● WRITTEN TASK: Copy out every line of the data below verbatim, omitting the pictures.
— Start DATA SECTION —
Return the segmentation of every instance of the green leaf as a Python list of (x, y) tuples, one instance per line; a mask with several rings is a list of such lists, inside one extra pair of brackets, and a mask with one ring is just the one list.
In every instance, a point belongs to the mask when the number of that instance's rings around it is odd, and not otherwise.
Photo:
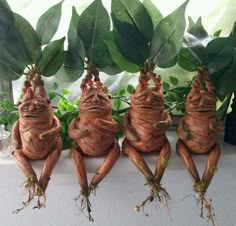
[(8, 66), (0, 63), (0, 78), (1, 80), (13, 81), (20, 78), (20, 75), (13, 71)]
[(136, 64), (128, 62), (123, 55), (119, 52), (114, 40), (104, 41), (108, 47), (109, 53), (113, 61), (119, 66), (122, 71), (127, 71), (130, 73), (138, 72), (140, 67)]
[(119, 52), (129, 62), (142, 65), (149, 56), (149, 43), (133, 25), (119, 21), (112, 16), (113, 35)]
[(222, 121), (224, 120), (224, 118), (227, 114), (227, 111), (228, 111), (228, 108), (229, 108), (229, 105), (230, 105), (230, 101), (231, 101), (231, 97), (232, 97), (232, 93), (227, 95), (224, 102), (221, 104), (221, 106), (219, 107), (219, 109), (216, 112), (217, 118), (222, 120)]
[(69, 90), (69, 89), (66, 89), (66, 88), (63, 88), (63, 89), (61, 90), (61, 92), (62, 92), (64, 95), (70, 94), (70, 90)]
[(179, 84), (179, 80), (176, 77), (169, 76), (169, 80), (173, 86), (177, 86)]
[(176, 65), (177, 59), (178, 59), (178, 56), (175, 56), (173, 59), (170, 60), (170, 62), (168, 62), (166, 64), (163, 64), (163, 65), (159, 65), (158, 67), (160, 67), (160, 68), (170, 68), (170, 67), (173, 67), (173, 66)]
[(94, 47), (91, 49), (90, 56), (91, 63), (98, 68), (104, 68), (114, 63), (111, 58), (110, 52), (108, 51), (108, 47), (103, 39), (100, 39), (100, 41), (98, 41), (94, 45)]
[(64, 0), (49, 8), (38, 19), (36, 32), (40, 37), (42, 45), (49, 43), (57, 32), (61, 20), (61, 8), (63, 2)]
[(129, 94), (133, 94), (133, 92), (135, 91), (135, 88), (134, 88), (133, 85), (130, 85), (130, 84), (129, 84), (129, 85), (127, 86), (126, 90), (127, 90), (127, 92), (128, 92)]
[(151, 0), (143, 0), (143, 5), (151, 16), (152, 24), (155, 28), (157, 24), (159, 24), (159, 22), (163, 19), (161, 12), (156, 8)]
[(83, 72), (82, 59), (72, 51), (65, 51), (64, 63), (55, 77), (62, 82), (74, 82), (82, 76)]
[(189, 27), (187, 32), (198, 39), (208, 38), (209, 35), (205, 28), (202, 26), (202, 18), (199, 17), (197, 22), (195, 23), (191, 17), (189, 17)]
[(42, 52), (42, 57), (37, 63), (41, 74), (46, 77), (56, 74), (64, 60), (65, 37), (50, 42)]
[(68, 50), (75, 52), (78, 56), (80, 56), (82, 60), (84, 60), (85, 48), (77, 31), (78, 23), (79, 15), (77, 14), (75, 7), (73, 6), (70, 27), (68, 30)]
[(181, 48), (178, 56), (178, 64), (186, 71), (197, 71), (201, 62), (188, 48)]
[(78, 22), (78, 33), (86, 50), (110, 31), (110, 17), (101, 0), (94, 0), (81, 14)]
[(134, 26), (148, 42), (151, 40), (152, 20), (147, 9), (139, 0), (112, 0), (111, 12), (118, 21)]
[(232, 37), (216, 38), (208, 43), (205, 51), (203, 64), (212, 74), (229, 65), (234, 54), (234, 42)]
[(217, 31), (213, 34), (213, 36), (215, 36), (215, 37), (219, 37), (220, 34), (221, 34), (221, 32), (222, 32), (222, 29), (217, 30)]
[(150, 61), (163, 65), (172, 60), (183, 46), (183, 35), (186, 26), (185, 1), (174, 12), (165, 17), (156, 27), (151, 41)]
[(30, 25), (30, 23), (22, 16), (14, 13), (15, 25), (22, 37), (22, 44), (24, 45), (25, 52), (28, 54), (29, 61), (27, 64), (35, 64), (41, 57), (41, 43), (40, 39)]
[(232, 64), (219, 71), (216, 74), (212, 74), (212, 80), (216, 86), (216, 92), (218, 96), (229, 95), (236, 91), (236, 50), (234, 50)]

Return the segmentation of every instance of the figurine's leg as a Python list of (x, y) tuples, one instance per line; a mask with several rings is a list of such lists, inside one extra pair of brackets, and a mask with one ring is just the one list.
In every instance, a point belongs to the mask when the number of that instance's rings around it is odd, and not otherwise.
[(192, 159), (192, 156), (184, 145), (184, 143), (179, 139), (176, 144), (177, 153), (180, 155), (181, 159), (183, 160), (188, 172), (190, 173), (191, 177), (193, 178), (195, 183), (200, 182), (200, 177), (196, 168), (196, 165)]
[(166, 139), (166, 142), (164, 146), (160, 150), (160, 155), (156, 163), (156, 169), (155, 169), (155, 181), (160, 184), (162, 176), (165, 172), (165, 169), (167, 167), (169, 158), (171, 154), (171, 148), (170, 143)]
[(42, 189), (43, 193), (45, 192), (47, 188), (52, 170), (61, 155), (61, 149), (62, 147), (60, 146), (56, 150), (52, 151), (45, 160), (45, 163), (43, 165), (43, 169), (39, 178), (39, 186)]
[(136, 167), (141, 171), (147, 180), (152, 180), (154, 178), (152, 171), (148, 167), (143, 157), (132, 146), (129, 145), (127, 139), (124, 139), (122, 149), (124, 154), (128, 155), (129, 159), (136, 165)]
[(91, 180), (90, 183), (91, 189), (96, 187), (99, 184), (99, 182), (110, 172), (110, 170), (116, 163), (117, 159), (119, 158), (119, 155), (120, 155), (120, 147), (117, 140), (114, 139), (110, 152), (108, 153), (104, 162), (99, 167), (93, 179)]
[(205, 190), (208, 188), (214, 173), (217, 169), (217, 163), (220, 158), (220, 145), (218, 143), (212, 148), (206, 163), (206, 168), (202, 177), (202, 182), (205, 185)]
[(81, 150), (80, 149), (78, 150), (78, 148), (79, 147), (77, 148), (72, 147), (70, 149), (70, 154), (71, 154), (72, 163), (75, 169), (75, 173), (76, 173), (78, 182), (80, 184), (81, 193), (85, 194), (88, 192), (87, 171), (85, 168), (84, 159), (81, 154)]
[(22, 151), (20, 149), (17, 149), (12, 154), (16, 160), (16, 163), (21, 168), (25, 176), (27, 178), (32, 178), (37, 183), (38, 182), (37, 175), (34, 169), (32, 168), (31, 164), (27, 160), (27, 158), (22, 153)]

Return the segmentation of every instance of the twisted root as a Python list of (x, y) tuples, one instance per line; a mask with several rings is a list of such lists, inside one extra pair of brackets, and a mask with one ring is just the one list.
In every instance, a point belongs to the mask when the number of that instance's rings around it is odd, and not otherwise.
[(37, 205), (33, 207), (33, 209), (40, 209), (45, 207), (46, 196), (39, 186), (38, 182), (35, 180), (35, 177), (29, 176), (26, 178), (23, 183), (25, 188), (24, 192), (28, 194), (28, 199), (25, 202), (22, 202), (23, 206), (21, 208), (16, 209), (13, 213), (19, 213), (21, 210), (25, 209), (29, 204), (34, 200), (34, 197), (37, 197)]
— End DATA SECTION —
● FINISHED ANSWER:
Return the segmentation of every instance of the green leaf as a Python list of (x, y) tuples, one instance per line; a mask with several rings is a list of such lists, inside one extra pair of brackets, and a mask with one ring is just the one list.
In every instance, a point belongs to the mask when the number of that instance's rings around it is odd, and not otherwise.
Photo:
[(8, 66), (0, 63), (0, 78), (1, 80), (13, 81), (20, 78), (20, 75), (13, 71)]
[(136, 64), (128, 62), (123, 55), (119, 52), (114, 40), (104, 41), (108, 47), (109, 53), (113, 61), (119, 66), (122, 71), (127, 71), (130, 73), (138, 72), (140, 67)]
[(119, 52), (129, 62), (142, 65), (149, 56), (149, 43), (133, 25), (119, 21), (112, 16), (113, 35)]
[(222, 121), (224, 120), (224, 118), (227, 114), (227, 111), (228, 111), (228, 108), (229, 108), (229, 105), (230, 105), (230, 101), (231, 101), (231, 97), (232, 97), (232, 93), (227, 95), (224, 102), (221, 104), (221, 106), (219, 107), (219, 109), (216, 112), (217, 118), (222, 120)]
[(69, 90), (69, 89), (66, 89), (66, 88), (63, 88), (63, 89), (61, 90), (61, 92), (62, 92), (64, 95), (70, 94), (70, 90)]
[(179, 84), (179, 80), (176, 77), (169, 76), (169, 80), (173, 86), (177, 86)]
[(176, 65), (177, 59), (178, 59), (178, 56), (175, 56), (173, 59), (170, 60), (170, 62), (168, 62), (166, 64), (163, 64), (163, 65), (159, 65), (158, 67), (160, 67), (160, 68), (170, 68), (170, 67), (173, 67), (173, 66)]
[(94, 47), (91, 49), (90, 56), (91, 63), (98, 68), (104, 68), (114, 63), (111, 58), (110, 52), (108, 51), (108, 47), (103, 39), (100, 39), (100, 41), (98, 41), (94, 45)]
[(64, 0), (49, 8), (38, 19), (36, 32), (40, 37), (42, 45), (49, 43), (57, 32), (61, 20), (61, 8), (63, 2)]
[(129, 94), (133, 94), (133, 92), (135, 91), (135, 88), (134, 88), (133, 85), (130, 85), (130, 84), (129, 84), (129, 85), (127, 86), (126, 90), (127, 90), (127, 92), (128, 92)]
[(151, 0), (143, 0), (143, 5), (151, 16), (152, 24), (155, 28), (157, 24), (159, 24), (159, 22), (163, 19), (161, 12), (156, 8)]
[(83, 72), (82, 59), (72, 51), (65, 51), (64, 63), (55, 77), (62, 82), (74, 82), (82, 76)]
[(189, 27), (187, 32), (198, 39), (208, 38), (209, 35), (205, 28), (202, 26), (202, 18), (199, 17), (197, 22), (195, 23), (191, 17), (189, 17)]
[(42, 52), (42, 57), (37, 63), (41, 74), (46, 77), (56, 74), (64, 60), (65, 37), (50, 42)]
[(68, 50), (75, 52), (78, 56), (80, 56), (82, 60), (84, 60), (85, 48), (77, 31), (78, 23), (79, 15), (77, 14), (75, 7), (73, 6), (70, 27), (68, 30)]
[(181, 48), (178, 56), (178, 64), (186, 71), (197, 71), (201, 62), (188, 48)]
[(78, 22), (78, 33), (86, 50), (110, 31), (110, 17), (101, 0), (94, 0), (81, 14)]
[(134, 26), (148, 42), (151, 40), (152, 20), (147, 9), (139, 0), (112, 0), (111, 12), (118, 21)]
[(232, 37), (216, 38), (208, 43), (205, 51), (203, 64), (212, 74), (229, 65), (234, 54), (234, 42)]
[(217, 31), (213, 34), (213, 36), (215, 36), (215, 37), (219, 37), (220, 34), (221, 34), (221, 32), (222, 32), (222, 29), (217, 30)]
[(150, 61), (163, 65), (172, 60), (183, 46), (183, 35), (186, 26), (185, 1), (174, 12), (165, 17), (156, 27), (151, 41)]
[(30, 25), (30, 23), (22, 16), (14, 13), (15, 25), (22, 37), (22, 44), (24, 45), (25, 52), (28, 54), (29, 61), (27, 64), (35, 64), (41, 57), (41, 43), (40, 39)]
[(232, 64), (219, 71), (216, 74), (212, 74), (212, 80), (216, 86), (216, 92), (218, 96), (229, 95), (236, 91), (236, 50), (234, 50)]

Return the segmentation of every instance of the figurine's leg as a Python list of (x, y) tuples, one instance per line; a mask with several rings is a list of such lists, inside one extra pair of brackets, and a mask with one ring is just the one list.
In every instance, a point belongs to the mask when the number of that instance's rings around it is odd, and not otherwise.
[(192, 159), (192, 156), (184, 145), (184, 143), (179, 139), (176, 144), (177, 153), (180, 155), (181, 159), (183, 160), (188, 172), (190, 173), (191, 177), (193, 178), (195, 183), (200, 182), (200, 177), (196, 168), (196, 165)]
[(166, 139), (166, 142), (164, 146), (160, 150), (160, 155), (156, 163), (156, 169), (155, 169), (155, 181), (160, 184), (162, 176), (165, 172), (165, 169), (167, 167), (169, 158), (171, 154), (171, 148), (170, 143)]
[(42, 189), (43, 193), (45, 192), (47, 188), (52, 170), (61, 155), (61, 149), (62, 147), (60, 146), (56, 150), (52, 151), (45, 160), (45, 163), (43, 165), (43, 169), (39, 178), (39, 186)]
[(136, 167), (141, 171), (147, 180), (152, 180), (154, 178), (152, 171), (148, 167), (143, 157), (132, 146), (129, 145), (127, 139), (124, 139), (122, 149), (124, 154), (128, 155), (129, 159), (136, 165)]
[(91, 180), (90, 183), (91, 189), (96, 187), (99, 184), (99, 182), (110, 172), (110, 170), (116, 163), (117, 159), (119, 158), (119, 155), (120, 155), (120, 147), (117, 140), (114, 139), (110, 152), (108, 153), (104, 162), (99, 167), (93, 179)]
[(205, 190), (208, 188), (214, 173), (217, 169), (217, 163), (220, 158), (220, 145), (218, 143), (212, 148), (206, 163), (206, 168), (202, 177), (202, 182), (205, 185)]
[(81, 150), (80, 149), (78, 150), (78, 148), (79, 147), (77, 148), (72, 147), (70, 149), (70, 154), (71, 154), (72, 163), (75, 169), (75, 173), (76, 173), (78, 182), (80, 184), (81, 193), (85, 194), (88, 192), (87, 171), (85, 168), (84, 159), (81, 154)]
[(22, 151), (20, 149), (17, 149), (12, 154), (16, 160), (16, 163), (21, 168), (25, 176), (27, 178), (32, 178), (37, 183), (38, 182), (37, 175), (34, 169), (32, 168), (31, 164), (27, 160), (27, 158), (22, 153)]

Return the segmentation of every instance of the twisted root as a Python list of (x, y) tuples, one instance per line; a mask with several rings is a list of such lists, inside one extra pair of brackets, and a mask with one ring is just the one list.
In every instance, a point belongs to the mask when the number of that instance's rings around it is odd, and not otherwise.
[(37, 205), (33, 207), (33, 209), (40, 209), (45, 207), (46, 196), (39, 186), (38, 182), (35, 180), (35, 177), (29, 176), (26, 178), (23, 183), (25, 188), (24, 192), (28, 194), (28, 199), (25, 202), (22, 202), (23, 206), (21, 208), (16, 209), (13, 213), (19, 213), (21, 210), (25, 209), (29, 204), (34, 200), (34, 197), (37, 197)]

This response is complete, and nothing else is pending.